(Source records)
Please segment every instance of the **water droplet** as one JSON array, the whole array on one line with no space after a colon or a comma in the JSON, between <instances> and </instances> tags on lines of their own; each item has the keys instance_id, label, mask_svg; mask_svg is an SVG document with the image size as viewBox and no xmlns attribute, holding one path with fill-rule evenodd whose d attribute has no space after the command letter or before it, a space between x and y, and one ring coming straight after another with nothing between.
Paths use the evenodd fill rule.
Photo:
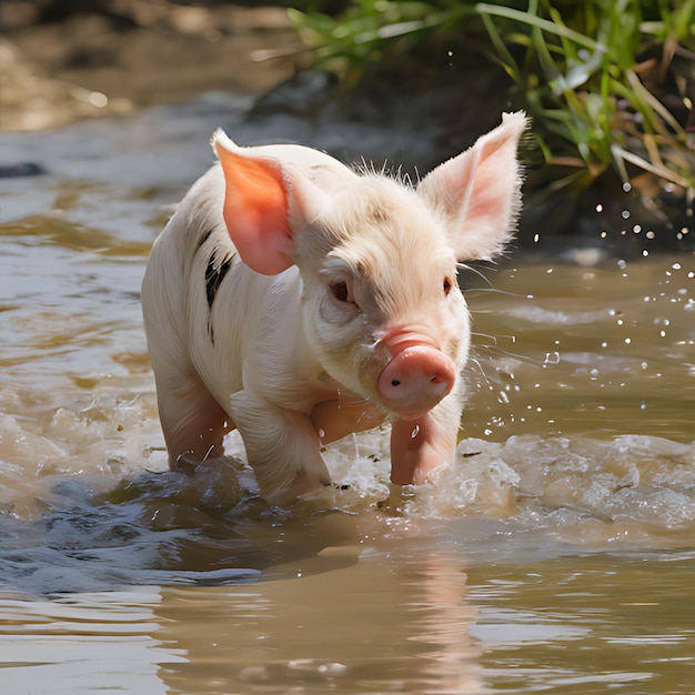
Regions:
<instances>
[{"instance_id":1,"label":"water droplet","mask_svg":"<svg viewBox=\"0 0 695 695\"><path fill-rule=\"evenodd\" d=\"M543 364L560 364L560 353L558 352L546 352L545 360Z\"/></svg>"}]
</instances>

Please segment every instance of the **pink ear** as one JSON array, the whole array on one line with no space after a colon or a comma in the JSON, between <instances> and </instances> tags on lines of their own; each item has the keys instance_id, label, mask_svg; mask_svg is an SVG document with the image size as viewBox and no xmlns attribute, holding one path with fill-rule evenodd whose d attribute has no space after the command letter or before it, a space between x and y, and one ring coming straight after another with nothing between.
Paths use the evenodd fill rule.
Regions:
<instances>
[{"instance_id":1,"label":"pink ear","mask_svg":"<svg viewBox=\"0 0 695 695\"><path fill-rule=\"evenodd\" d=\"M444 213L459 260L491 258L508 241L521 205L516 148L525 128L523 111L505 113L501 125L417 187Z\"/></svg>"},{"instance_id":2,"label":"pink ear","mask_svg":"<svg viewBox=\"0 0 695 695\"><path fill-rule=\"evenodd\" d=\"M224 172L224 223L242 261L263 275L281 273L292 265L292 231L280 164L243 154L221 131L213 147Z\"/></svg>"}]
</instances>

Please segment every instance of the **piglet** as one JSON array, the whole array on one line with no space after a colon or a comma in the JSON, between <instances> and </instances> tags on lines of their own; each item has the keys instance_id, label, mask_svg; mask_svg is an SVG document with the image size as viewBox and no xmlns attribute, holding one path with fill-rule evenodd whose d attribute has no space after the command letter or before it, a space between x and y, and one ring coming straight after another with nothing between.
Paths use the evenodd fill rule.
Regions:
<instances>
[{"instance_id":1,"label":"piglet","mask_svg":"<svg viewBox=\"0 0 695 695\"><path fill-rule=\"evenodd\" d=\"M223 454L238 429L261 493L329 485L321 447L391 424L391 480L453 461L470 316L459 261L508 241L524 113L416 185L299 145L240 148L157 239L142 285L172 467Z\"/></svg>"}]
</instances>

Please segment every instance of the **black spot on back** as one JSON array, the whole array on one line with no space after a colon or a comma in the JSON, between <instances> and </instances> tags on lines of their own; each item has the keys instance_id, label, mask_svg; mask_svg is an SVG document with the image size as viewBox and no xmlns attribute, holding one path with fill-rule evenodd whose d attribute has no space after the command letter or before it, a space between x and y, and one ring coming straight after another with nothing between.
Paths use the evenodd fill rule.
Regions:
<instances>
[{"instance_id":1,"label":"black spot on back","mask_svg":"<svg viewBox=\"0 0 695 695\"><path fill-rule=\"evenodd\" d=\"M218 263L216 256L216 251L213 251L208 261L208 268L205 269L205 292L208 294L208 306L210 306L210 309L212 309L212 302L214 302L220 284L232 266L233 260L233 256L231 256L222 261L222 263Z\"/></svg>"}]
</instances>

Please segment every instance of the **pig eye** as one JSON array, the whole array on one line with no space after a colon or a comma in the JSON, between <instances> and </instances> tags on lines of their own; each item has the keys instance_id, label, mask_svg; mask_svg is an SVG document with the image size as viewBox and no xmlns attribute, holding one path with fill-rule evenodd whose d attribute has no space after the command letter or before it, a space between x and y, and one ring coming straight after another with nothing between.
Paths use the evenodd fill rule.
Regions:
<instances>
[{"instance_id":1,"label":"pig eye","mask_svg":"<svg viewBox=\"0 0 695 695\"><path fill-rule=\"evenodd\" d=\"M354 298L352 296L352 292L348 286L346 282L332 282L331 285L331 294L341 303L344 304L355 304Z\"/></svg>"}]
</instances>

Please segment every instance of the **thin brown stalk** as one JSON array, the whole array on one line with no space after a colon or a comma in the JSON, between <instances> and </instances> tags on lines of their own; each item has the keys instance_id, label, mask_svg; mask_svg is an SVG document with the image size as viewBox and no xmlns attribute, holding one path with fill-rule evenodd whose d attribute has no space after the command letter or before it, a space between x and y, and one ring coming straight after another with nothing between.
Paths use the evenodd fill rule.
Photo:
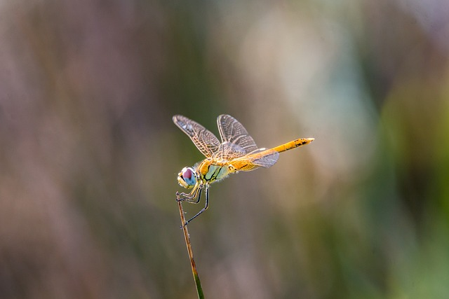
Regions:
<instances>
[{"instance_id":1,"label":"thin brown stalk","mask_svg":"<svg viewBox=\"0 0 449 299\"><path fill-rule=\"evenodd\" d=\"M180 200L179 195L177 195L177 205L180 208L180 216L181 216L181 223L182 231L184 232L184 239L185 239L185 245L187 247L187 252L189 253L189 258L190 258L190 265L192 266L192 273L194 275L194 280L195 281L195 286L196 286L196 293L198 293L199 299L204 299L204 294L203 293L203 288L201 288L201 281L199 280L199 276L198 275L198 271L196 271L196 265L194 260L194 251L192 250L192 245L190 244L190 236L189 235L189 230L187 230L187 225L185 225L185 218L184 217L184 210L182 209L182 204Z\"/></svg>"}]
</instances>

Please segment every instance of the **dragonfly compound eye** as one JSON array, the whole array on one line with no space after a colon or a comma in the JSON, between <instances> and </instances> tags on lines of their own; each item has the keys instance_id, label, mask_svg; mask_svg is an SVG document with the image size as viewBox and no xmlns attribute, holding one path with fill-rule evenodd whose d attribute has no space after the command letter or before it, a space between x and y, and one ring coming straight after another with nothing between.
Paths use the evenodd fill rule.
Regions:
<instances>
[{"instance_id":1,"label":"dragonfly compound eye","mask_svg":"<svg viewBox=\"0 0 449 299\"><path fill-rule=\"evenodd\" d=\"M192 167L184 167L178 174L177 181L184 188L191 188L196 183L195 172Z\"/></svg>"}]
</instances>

-- Work required --
Find "Please segment every instance of the **dragonfly" in the data above, then repeat that line and all lines after it exactly, ending with the final line.

-- Result for this task --
Please segment every instance of the **dragonfly compound eye** as one JSON array, the whole array on one line with no space after a colon or a comma in the JSON, between <instances> and </instances> tags on lines of their own; each item has the keys instance_id, label, mask_svg; mask_svg is an SVG document with the image size as viewBox and no xmlns attribute, holding one path with fill-rule evenodd whose d attribute has no space after the command letter or before it, a space between x and y, and one ring coming straight after another with nothing between.
Paths use the evenodd fill rule.
Regions:
<instances>
[{"instance_id":1,"label":"dragonfly compound eye","mask_svg":"<svg viewBox=\"0 0 449 299\"><path fill-rule=\"evenodd\" d=\"M192 167L184 167L178 174L177 181L184 188L191 188L196 183L195 172Z\"/></svg>"}]
</instances>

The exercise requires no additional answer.